# start of INFORMATION PROVIDED

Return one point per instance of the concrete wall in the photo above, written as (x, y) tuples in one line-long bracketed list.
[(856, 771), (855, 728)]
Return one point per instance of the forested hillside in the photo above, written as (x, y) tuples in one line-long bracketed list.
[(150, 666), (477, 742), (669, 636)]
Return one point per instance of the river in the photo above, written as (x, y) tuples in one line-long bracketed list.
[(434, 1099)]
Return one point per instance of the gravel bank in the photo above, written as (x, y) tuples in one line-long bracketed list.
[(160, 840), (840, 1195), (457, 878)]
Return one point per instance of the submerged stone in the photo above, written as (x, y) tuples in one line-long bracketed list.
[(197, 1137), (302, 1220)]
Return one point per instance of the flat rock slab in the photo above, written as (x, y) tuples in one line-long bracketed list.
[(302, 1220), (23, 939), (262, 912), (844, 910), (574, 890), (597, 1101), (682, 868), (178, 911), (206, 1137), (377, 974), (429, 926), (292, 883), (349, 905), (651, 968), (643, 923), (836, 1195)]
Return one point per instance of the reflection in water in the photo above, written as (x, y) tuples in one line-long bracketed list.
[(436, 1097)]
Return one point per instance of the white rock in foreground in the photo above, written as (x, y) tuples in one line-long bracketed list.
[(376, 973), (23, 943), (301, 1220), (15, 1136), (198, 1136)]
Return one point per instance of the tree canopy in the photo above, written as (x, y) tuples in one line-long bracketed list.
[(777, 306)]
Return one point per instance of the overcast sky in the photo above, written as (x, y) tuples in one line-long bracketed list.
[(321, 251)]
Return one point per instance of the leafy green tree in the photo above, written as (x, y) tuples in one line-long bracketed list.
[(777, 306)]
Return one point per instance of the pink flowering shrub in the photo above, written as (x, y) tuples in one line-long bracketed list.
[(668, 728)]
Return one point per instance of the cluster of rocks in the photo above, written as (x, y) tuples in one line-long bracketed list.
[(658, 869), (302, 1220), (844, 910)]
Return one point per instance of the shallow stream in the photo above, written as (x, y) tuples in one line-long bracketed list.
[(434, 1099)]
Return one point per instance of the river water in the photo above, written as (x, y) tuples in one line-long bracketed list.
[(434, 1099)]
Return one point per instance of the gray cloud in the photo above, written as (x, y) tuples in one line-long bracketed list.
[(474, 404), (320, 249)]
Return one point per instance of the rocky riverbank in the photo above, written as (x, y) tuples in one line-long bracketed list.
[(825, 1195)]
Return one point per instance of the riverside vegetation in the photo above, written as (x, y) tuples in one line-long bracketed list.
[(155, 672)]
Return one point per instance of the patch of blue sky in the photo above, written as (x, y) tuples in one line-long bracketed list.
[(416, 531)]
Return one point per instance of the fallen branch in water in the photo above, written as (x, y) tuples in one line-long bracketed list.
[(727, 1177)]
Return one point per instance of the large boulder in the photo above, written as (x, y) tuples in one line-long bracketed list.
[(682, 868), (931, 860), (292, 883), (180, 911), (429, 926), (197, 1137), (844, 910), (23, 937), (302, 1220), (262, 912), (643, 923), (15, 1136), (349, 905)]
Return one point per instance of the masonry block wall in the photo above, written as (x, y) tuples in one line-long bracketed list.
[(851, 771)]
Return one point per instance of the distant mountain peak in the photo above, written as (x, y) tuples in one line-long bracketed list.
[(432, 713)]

# end of INFORMATION PROVIDED

- TASK TO COMPLETE -
Reproduce every item above word for word, leaving nothing out and changing nothing.

- FINISHED EXERCISE -
Return one point per instance of the concrete wall in the photo above, written as (x, y) tuples in one line-long bracketed list.
[(856, 771), (855, 728)]
Return one point per instance of the forested hillside in the photo above, written as (x, y) tuples in one line-long bracketed list.
[(150, 666), (477, 742), (669, 636)]
Return one point per instance of the river in the photo above, written as (x, y) tuples in one line-long bracketed list.
[(434, 1099)]
Return one point per instance of the gravel bank in the photo above, written as (x, y) tuples in one line-long bracketed list.
[(160, 840), (840, 1195), (457, 878)]
Return one point per instance of the submerged stone in the photo above, written as (x, y) tuples in one line-long bracketed list.
[(197, 1137), (302, 1220)]
Return one point per instance of the flat rock slab in the photo above, written as (x, y) tuples in one line-long bracketed list.
[(302, 1220), (23, 939), (262, 912), (844, 910), (574, 890), (597, 1101), (682, 868), (178, 911), (206, 1137), (377, 974), (429, 926), (292, 883), (349, 905), (651, 968), (643, 923), (836, 1195)]
Return one point per instance of the reflection in water in the photo above, written as (x, y) tuples in one line-long bracketed list.
[(436, 1097)]
Return one point per instance of the white rock in foreground in the photo above, written as (x, y) tuples in one line-long bracketed list.
[(376, 973), (23, 943), (301, 1220), (15, 1136), (198, 1136)]
Return one point per instance of the tree canopy in the photo above, written as (x, y) tuples in one line-long bracketed list.
[(777, 306)]
Return one point per instance of the overcast sky in the photo above, written as (x, y) tuples in one line-long bracketed list.
[(321, 251)]
Return one point per instance of the leafy green tree in the photo above, written as (x, y) tuples in one line-long bracketed list.
[(777, 306)]
Return one point per instance of the pink flowering shrub in the photo above, written as (x, y) tuples in one line-long bracketed list.
[(668, 728)]
Return one point per instance of the cluster of rocks in the photo above, written as (x, y) tuples in one line-long bracketed list.
[(658, 869), (302, 1220), (844, 910)]
Return one point per instance of the shallow stream in the photo above, written as (x, y) tuples in one line-long bracketed list.
[(434, 1099)]
Return one point per instance of the river water in the photo above, written as (x, y) tuples in one line-long bracketed list.
[(434, 1099)]
Return one point per instance of the gray cloud in the photo above, written as (x, y) tuples in one line-long bracketed list.
[(474, 404), (320, 249)]
Return one point per instance of the rocky riverbank in the photo above, written as (x, y) tuples in one line-long bracketed list.
[(825, 1195)]
Return one point per instance of the riverside vegetation in the photo above, written as (x, y) tuples in one line-long bracketed list.
[(155, 672)]
Return one point per instance of the patch of blue sky in the photo above, written as (x, y) tuples in one line-long bracketed list.
[(416, 531)]
Return one point per instance of the fallen branch in water in the photo above, written as (x, y) tuples in one line-long bracketed list.
[(727, 1177)]
Return one point per instance of the large boulder in the photo above, written as (x, y) tuples in one line-long bracketed list.
[(682, 868), (931, 860), (292, 883), (180, 911), (429, 926), (197, 1137), (844, 910), (23, 937), (302, 1220), (262, 912), (643, 923), (15, 1136), (349, 905)]
Return one point per instance of the masonry block wall in the photo above, written as (x, y) tuples in one line-long bracketed list.
[(851, 771)]
Return one point per instance of the distant mountain peak in the photo above, written as (x, y) tuples in one line-long bracketed list.
[(432, 713)]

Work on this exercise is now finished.